* **COMPITO SCRITTO A**:
Secondo il testo sulla mostra di Rovereto, fino a quale data resta aperta l'esposizione alla Casa d'Arte Futurista Fortunato Depero?
===== TESTO FORNITO
Nella sede distaccata del MART di Rovereto, in quel luogo assolutamente unico che è la Casa d’Arte Futurista Fortunato Depero, è ospitata sino al 25 settembre 2016, la mostra: La Città Utopica. Dalla metropoli futurista all’EUR42. Nell’ambito delle celebrazioni nate intorno ai 500 anni dalla pubblicazione del testo Utopia (1516) di Thomas More, sono esposti disegni, progetti e documenti provenienti dalle collezioni dello stesso MART, ma anche dal Museo Civico “Ala Ponzone” di Cremona, dall’Ordine degli Architetti, Pianificatori, Paesaggisti e Conservatori di Bologna e dagli archivi di Luigi Saccenti e e Quirino De Giorgio di Vigonza. Opere grafiche che hanno rappresentato il tema della città come luogo privilegiato della modernità, del futuro, della velocità, tutte parole chiave del movimento futurista.
Nei lavori degli artisti che sposarono a inizio del XX secolo tale corrente artistica, il paesaggio urbano da statico diventa mobile, in funzione della nuova ideologia della macchina. La mostra in corso a Rovereto presenta i lavori di cinque grandissimi esponenti di quel periodo nell’ambito della progettazione: Tullio Crali, Quirino De Giorgio, Angiolo Mazzoni, Adalberto Libera e, soprattutto, Antonio Sant’Elia, la cui straordinaria, quanto impossibile, visione architettonica fa da filo conduttore della esposizione.
==========
===== ESTRATTI DELLE VOCI
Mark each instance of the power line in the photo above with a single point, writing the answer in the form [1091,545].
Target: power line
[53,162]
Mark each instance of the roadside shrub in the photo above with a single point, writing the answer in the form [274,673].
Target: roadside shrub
==========
* **COMPITO SCRITTO B**:
Riproduci senza alcuna modifica le voci dalla riga che contiene "Mark each instance of the roadside" fino alla fine delle voci, estremi compresi.

* **RISPOSTA CORRETTA A**:
Fino al 25 settembre 2016.

* **RISPOSTA CORRETTA B**:
Mark each instance of the roadside shrub in the photo above with a single point, writing the answer in the form [274,673].
Target: roadside shrub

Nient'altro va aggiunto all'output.